• _Instructions to follow_: Copy out all of the data below, replacing "photograph" with "image" wherever it occurs and leaving every other character unchanged.
━━━━━ Available data ━━━━━
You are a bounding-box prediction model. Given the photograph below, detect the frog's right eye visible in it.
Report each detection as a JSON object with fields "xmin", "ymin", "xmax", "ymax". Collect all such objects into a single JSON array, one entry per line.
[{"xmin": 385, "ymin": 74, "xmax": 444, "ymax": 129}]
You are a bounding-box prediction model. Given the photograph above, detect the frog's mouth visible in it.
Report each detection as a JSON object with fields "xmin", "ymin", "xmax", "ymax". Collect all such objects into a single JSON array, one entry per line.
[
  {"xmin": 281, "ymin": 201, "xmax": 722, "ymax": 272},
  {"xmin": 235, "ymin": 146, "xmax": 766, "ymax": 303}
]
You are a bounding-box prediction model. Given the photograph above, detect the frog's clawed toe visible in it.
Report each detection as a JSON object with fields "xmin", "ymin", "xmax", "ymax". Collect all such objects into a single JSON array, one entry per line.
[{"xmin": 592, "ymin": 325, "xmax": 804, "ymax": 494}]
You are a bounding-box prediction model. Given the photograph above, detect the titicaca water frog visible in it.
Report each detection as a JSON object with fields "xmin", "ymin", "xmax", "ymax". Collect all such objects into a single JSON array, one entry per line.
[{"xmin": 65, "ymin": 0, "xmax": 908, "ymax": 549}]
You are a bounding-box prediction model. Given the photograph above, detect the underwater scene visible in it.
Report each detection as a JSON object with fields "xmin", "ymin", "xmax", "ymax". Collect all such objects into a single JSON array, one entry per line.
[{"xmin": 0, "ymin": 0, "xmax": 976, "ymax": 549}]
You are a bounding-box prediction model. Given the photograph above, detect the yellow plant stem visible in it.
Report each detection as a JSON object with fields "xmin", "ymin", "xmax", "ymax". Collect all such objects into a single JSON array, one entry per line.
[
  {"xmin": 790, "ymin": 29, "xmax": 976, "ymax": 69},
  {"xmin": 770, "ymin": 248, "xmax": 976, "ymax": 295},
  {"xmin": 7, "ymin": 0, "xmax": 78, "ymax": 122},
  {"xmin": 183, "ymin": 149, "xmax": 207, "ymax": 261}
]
━━━━━
• _Result of the task_:
You are a bounding-box prediction model. Given the image below, detect the frog's right eye visible in it.
Report each detection as a JSON object with fields "xmin", "ymin", "xmax", "ymax". Collect all such objects into a single JSON array, one entry per line.
[{"xmin": 385, "ymin": 74, "xmax": 444, "ymax": 129}]
You are a bounding-box prediction model. Given the image above, detect the frog's mouth visible in it.
Report each detection as a JSON object with fields "xmin", "ymin", "xmax", "ymax". Collect all such objects into a single JSON array, one entry per line.
[
  {"xmin": 281, "ymin": 201, "xmax": 722, "ymax": 272},
  {"xmin": 235, "ymin": 146, "xmax": 766, "ymax": 303}
]
You are a bounding-box prediction model. Given the image above, detect the frog's clawed toe visible in it.
Report each detection as a JSON object with fields "xmin", "ymin", "xmax", "ymax". Collect all such objects into a single JSON array, one entry per line.
[{"xmin": 592, "ymin": 325, "xmax": 804, "ymax": 494}]
You are a bounding-box prediction model. Given the image above, detect the titicaca water frog visible in it.
Report each detection as a JSON object with fields "xmin", "ymin", "xmax", "ymax". Collect all such objects into a single JSON array, one entry per line.
[{"xmin": 65, "ymin": 0, "xmax": 908, "ymax": 549}]
You are a bounding-box prediction model. Given the image above, detect the underwater scene visible in it.
Report each detection as a JSON object with fields "xmin", "ymin", "xmax", "ymax". Collect all such objects into a single JSON array, one entry per line.
[{"xmin": 0, "ymin": 0, "xmax": 976, "ymax": 549}]
You are a bounding-box prediction model. Given the image above, detect the yellow plant stem visible in it.
Report each detection as a JSON object with fields "xmin", "ymin", "xmax", "ymax". Collect all such objects into a single JSON array, one entry per line.
[
  {"xmin": 790, "ymin": 29, "xmax": 976, "ymax": 69},
  {"xmin": 770, "ymin": 248, "xmax": 976, "ymax": 295},
  {"xmin": 7, "ymin": 0, "xmax": 78, "ymax": 122},
  {"xmin": 183, "ymin": 149, "xmax": 207, "ymax": 261}
]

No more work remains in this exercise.